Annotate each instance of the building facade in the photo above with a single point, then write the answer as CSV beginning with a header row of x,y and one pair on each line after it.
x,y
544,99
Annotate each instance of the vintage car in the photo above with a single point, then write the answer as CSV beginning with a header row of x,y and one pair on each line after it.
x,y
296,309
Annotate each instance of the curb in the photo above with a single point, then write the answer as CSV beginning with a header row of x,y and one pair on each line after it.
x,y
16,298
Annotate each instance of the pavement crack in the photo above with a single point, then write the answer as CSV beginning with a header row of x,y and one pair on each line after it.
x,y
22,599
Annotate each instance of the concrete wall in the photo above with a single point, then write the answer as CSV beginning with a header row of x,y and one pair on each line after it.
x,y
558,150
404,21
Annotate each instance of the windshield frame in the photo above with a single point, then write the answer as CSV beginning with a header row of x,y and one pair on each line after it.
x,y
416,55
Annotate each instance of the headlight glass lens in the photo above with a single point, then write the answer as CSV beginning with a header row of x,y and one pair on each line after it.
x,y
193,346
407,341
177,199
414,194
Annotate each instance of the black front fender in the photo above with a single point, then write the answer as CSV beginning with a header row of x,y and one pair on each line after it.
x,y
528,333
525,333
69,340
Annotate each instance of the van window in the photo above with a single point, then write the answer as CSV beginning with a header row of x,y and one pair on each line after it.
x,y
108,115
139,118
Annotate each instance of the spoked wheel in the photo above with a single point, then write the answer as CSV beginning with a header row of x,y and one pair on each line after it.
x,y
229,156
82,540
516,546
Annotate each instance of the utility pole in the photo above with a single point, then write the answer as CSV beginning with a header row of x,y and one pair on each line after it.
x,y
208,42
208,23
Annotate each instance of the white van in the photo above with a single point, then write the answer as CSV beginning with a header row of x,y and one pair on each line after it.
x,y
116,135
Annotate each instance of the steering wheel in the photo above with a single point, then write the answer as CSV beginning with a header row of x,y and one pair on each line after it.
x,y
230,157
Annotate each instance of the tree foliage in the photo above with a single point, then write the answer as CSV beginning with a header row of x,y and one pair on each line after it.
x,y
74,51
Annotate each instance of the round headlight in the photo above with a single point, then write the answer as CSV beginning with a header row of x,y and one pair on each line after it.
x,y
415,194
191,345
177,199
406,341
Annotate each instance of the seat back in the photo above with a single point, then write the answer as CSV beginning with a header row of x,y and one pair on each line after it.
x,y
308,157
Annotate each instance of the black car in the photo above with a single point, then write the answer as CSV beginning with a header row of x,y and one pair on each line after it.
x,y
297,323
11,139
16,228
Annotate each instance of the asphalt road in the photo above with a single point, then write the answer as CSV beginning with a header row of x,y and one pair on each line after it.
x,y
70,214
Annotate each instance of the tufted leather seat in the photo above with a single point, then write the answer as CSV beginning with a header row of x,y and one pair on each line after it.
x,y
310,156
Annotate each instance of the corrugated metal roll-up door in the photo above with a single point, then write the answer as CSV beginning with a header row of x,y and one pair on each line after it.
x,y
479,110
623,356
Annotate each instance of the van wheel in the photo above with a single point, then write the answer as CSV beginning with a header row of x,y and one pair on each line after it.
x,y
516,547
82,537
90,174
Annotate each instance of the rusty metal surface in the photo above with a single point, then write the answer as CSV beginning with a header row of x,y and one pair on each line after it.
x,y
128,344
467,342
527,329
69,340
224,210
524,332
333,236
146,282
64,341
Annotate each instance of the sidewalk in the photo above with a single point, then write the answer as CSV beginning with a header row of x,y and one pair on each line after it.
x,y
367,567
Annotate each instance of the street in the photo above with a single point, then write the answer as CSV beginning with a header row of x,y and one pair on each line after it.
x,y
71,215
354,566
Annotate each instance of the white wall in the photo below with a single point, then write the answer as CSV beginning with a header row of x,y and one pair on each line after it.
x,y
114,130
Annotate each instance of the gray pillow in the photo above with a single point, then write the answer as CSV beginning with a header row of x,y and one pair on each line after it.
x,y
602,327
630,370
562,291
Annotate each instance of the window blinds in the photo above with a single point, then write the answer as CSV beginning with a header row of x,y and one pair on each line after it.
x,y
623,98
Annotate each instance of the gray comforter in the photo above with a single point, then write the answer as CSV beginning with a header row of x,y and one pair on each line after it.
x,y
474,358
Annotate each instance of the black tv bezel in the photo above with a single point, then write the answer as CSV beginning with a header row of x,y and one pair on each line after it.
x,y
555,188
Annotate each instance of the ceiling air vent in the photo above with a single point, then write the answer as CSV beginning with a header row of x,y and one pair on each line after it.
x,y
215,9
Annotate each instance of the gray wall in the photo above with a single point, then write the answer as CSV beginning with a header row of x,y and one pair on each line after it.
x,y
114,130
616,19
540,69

---

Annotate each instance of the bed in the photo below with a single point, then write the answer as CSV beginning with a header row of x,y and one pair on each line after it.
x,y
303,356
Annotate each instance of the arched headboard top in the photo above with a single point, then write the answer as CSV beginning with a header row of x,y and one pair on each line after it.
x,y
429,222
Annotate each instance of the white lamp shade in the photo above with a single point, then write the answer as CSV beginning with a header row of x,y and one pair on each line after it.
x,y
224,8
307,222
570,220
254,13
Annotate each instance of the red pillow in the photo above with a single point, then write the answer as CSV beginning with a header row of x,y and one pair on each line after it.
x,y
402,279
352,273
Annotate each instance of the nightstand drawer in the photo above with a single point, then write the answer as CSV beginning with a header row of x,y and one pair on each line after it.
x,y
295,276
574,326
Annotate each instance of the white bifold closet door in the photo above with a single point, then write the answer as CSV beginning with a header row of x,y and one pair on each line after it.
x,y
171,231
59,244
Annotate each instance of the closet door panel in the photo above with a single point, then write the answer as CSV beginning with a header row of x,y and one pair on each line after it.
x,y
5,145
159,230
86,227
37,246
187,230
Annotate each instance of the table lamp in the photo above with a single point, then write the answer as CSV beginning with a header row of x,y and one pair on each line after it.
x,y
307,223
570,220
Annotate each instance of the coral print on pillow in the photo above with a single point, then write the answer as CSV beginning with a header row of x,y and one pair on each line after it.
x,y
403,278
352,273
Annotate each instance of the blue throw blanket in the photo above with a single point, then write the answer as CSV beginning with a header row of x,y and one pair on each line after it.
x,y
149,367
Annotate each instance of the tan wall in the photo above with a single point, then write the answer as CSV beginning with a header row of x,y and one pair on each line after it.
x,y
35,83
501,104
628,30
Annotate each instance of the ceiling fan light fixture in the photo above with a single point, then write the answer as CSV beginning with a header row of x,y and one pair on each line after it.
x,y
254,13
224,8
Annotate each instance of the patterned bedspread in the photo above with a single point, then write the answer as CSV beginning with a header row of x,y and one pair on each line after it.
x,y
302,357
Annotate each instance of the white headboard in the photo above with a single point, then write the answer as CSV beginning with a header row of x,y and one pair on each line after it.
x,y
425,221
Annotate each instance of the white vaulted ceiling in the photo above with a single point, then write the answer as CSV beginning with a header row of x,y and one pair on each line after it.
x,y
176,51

---

= Exercise =
Which lines above contain the string "headboard", matching case exactly? List each of those lines in full.

= Exercise answer =
Annotate each instance of the arched headboard top in the photo above with a single point, then write the answer as CSV beginning with a header row of x,y and one pair on each line after it.
Annotate each instance of the white headboard in the photo above with a single point, then write the answer as CSV beginning with a header row of x,y and one pair on each line after it.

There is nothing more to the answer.